Instruksi: Ganti "Maret" dengan "April" pada bagian kutipan halaman di antara "Durasi membaca: 6" dan "yang paling penting.", termasuk kedua batas tersebut, lalu tuliskan kembali bagian itu.

Kutipan Halaman:
#####

Seberapa Ambisius untuk Berambisi dengan Benar?

Durasi membaca: 6 menit

Meskipun banyak hal yang telah kukerjakan di bulan Maret ini dan menambah jam terbang didepan layar meski sambil terbang sana sini… aku masih tidak sempatkan diri untuk satu target yang paling penting.

Artikel ini dimaksud untuk menjadi pengingat tentang bulan ini, saat artikel ini ditulis. Intinya, aku sedang mengkritik diriku sendiri.

#####

Data Terekam:
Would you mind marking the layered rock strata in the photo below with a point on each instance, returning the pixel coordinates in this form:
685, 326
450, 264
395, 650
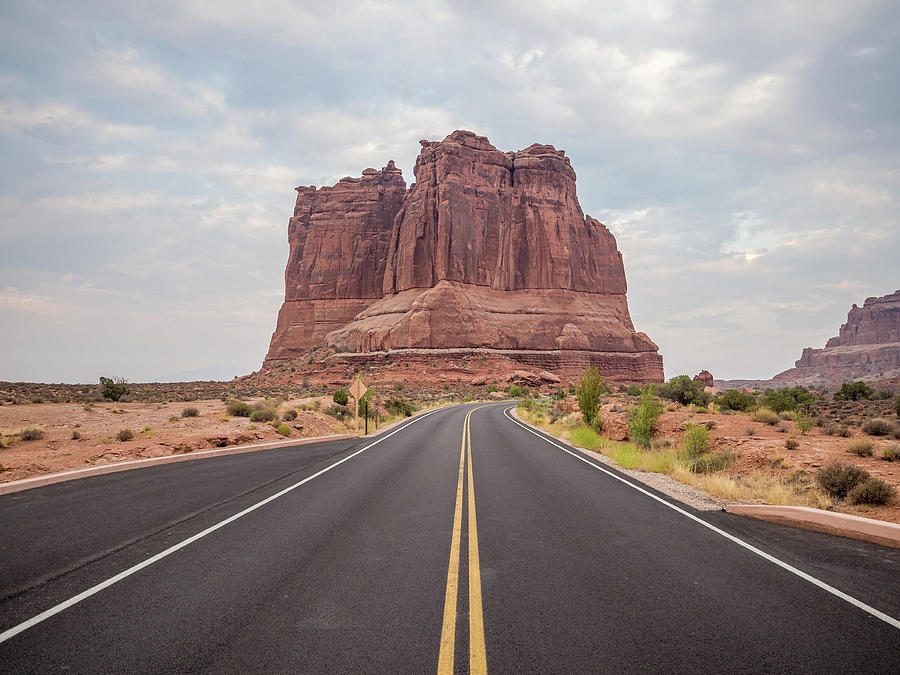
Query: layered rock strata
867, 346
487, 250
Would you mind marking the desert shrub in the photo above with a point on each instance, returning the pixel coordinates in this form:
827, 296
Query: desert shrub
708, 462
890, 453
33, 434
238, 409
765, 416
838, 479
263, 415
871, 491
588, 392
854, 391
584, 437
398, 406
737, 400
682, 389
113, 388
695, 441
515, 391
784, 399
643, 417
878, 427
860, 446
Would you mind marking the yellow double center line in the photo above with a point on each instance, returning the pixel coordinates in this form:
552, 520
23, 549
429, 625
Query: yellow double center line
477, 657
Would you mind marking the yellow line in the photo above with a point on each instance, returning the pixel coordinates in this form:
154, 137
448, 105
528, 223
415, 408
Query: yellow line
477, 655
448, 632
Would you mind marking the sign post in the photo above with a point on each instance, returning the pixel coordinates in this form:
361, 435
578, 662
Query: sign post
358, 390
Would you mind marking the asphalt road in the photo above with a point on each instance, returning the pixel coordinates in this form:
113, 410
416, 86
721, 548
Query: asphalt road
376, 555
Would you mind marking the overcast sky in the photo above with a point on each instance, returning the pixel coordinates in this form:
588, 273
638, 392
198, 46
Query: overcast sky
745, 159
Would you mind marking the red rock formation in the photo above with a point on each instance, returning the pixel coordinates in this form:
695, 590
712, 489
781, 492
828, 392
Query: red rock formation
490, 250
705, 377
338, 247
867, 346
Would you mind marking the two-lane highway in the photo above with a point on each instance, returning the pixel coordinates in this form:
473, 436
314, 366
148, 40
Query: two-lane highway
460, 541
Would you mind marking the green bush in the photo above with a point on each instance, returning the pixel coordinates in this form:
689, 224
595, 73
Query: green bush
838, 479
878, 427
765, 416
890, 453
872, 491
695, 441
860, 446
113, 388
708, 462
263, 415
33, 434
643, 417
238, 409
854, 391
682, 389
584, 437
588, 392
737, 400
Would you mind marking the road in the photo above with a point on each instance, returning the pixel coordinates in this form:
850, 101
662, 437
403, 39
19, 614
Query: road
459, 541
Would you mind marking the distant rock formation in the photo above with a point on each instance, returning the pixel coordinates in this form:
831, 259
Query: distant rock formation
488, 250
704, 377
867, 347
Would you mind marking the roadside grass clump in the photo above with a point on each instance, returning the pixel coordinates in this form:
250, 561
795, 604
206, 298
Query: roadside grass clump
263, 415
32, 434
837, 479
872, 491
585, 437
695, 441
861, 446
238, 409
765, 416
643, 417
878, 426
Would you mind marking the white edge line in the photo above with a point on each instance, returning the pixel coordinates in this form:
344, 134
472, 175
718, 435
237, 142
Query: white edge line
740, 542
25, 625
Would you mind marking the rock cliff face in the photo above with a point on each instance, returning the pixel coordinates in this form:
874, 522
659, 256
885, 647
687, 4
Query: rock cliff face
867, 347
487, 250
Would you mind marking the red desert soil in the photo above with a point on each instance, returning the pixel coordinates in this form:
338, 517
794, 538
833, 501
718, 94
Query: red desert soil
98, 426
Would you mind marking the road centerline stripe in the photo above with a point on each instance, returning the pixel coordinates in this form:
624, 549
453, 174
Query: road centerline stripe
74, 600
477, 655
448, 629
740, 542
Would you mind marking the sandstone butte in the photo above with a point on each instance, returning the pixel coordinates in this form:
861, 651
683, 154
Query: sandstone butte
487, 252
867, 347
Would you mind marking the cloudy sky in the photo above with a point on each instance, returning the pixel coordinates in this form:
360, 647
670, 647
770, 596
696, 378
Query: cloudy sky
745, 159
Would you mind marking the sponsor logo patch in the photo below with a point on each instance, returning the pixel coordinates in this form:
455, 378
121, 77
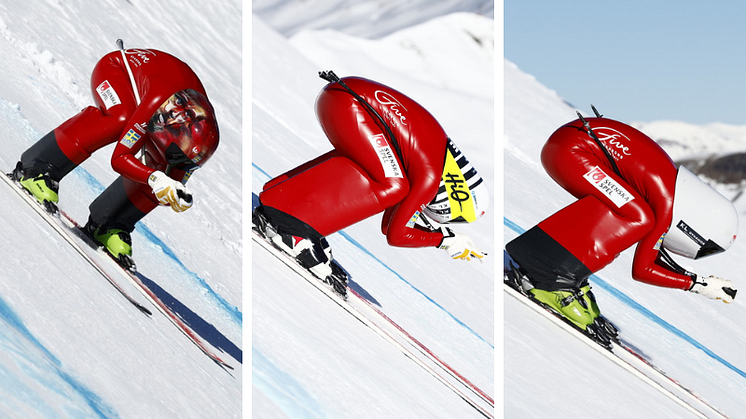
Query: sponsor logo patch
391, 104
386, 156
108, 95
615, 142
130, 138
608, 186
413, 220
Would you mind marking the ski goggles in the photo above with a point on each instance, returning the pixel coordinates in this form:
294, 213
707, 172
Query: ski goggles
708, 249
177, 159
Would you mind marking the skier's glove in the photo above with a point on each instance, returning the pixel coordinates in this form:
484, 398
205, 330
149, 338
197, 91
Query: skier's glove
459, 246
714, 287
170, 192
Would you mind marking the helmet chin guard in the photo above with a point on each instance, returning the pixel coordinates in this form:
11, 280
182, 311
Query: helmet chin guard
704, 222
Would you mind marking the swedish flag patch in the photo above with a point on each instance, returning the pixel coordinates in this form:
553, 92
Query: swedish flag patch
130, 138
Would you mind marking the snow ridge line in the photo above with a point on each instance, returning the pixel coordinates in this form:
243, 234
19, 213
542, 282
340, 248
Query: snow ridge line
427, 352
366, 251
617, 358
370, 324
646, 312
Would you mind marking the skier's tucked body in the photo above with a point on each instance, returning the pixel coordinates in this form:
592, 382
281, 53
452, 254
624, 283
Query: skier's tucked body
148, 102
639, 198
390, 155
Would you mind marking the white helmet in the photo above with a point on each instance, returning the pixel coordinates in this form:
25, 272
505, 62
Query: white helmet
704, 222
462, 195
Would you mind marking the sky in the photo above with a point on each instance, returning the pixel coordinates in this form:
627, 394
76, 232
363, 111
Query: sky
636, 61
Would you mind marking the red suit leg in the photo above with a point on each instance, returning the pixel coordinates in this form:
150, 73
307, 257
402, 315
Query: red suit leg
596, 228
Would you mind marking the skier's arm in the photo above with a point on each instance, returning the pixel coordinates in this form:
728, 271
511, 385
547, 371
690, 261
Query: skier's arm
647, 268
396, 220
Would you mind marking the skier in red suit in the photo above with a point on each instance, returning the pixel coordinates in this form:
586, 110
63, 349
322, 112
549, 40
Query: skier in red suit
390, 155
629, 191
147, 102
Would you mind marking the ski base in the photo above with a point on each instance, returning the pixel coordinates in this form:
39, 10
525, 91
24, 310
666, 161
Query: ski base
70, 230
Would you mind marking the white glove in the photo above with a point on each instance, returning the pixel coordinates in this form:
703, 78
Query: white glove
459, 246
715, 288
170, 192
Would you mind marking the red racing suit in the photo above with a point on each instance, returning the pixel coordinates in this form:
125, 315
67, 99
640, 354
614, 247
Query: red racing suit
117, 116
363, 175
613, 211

#####

Hasil Akhir:
Durasi membaca: 6 menit

Meskipun banyak hal yang telah kukerjakan di bulan April ini dan menambah jam terbang didepan layar meski sambil terbang sana sini… aku masih tidak sempatkan diri untuk satu target yang paling penting.